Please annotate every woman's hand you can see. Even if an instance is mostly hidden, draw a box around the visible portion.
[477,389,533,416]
* * *
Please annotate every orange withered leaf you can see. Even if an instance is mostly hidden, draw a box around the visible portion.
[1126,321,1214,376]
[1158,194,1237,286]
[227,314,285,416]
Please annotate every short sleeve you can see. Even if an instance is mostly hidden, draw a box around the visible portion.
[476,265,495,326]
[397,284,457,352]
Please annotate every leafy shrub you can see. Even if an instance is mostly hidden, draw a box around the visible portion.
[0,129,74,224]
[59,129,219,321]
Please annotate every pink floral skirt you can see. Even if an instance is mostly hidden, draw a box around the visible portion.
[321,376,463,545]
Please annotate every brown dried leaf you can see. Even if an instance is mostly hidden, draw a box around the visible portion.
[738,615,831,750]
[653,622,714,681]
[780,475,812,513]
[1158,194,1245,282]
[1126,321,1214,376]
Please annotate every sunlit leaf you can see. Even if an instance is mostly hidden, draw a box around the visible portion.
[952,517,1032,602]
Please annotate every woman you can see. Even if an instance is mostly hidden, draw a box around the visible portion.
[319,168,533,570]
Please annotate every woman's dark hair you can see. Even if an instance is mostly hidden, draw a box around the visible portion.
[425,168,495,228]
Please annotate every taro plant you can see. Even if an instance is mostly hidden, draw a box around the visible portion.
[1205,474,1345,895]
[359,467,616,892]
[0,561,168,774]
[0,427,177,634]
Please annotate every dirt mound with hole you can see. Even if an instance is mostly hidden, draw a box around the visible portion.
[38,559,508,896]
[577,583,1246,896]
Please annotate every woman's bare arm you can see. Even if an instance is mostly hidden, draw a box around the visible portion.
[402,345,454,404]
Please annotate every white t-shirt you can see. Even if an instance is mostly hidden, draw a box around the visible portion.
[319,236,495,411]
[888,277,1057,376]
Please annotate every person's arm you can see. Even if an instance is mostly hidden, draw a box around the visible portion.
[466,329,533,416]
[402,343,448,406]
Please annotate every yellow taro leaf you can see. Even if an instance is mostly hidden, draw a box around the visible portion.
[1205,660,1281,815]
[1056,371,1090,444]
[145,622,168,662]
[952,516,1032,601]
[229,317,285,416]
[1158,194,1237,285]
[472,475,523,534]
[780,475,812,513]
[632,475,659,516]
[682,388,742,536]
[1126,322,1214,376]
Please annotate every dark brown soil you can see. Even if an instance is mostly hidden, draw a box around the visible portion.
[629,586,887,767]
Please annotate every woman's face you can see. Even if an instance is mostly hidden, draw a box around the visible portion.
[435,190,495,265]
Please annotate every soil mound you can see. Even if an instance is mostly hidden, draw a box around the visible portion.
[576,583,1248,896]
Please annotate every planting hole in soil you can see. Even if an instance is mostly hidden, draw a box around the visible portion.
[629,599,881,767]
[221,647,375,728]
==
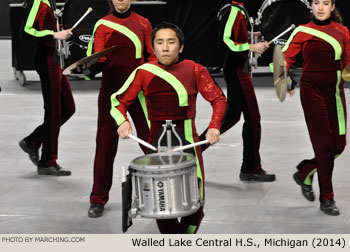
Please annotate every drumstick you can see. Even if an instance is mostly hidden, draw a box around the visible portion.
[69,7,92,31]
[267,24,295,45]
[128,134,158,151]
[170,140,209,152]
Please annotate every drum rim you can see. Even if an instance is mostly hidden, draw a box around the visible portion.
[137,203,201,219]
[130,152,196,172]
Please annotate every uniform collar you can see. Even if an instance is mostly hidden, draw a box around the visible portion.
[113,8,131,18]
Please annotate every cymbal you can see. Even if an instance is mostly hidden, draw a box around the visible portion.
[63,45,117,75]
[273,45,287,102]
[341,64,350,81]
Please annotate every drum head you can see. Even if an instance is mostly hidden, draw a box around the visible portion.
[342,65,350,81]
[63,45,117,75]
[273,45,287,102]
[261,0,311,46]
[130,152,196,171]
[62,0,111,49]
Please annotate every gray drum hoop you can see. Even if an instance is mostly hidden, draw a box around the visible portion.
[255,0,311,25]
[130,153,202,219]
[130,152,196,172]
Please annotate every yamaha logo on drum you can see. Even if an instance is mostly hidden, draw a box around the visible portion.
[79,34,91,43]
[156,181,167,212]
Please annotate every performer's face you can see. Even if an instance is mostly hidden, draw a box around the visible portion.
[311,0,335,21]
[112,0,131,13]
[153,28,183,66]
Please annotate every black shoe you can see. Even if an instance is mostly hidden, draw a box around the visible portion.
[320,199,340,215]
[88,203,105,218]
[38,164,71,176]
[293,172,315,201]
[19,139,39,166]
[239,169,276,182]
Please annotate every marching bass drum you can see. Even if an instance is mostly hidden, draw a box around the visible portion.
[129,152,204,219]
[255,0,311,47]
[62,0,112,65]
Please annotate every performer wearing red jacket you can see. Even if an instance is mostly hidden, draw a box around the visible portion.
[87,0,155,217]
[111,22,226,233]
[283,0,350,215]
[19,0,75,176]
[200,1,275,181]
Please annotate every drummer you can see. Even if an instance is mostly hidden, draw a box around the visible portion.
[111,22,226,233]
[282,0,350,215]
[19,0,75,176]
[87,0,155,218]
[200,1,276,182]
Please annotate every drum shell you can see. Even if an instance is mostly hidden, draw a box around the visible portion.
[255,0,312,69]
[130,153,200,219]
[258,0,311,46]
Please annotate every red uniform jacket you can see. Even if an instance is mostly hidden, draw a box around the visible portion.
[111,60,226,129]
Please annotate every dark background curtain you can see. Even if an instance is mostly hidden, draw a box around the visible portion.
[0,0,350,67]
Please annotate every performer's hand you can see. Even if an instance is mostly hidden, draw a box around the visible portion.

[Aim] Recast the stretch of material from the line containing "Please annotate every woman's hand" through the line containing "[477,389,533,416]" as a numbered list, leaving out any blank lines. Include only those lines.

[Solution to the problem]
1. Please annotate every woman's hand you can see. Even if an instance is mostly hidden, draw a box around the visible portion.
2. [477,389,533,416]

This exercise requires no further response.